Task to complete: At the line containing "In this exercise you will indicate the windshield in", begin setting down the entries exactly, and stop only after the last line.

Source records:

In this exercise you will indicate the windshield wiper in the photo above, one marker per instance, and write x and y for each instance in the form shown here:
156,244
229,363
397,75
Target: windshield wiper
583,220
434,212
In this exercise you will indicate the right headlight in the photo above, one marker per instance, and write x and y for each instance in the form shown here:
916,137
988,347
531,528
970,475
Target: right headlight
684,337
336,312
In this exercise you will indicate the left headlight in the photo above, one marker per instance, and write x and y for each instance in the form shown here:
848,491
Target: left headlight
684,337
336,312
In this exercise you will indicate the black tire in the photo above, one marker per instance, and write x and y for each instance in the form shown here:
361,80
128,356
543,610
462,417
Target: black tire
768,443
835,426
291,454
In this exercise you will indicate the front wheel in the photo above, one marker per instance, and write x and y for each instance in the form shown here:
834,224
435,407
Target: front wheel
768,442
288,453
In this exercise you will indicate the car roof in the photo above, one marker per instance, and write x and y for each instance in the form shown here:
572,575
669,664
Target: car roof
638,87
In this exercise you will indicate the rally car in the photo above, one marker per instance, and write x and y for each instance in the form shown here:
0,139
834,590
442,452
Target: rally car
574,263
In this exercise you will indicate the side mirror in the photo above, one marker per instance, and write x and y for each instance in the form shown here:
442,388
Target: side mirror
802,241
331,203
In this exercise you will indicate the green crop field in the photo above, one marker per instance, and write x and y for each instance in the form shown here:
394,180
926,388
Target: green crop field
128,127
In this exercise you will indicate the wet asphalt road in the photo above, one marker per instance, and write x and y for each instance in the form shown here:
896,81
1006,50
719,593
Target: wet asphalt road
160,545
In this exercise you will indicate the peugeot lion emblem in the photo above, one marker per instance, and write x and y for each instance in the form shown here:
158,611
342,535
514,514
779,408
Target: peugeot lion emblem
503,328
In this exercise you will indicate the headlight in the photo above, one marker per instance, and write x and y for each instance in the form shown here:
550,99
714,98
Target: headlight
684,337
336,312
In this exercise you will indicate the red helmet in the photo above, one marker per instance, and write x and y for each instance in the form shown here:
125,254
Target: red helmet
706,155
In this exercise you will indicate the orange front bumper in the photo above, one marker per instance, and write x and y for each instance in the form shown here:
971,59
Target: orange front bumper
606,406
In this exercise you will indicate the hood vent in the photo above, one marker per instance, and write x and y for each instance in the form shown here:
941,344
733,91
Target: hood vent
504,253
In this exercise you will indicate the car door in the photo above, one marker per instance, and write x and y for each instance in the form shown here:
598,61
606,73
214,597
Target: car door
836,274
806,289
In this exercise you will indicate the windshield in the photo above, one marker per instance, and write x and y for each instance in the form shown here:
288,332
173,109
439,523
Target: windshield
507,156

Solution for this exercise:
In this exercise you will indicate the windshield in the photo above, one marker per instance, and write x and y for each instance in the form shown here:
288,332
173,109
439,523
Target: windshield
507,156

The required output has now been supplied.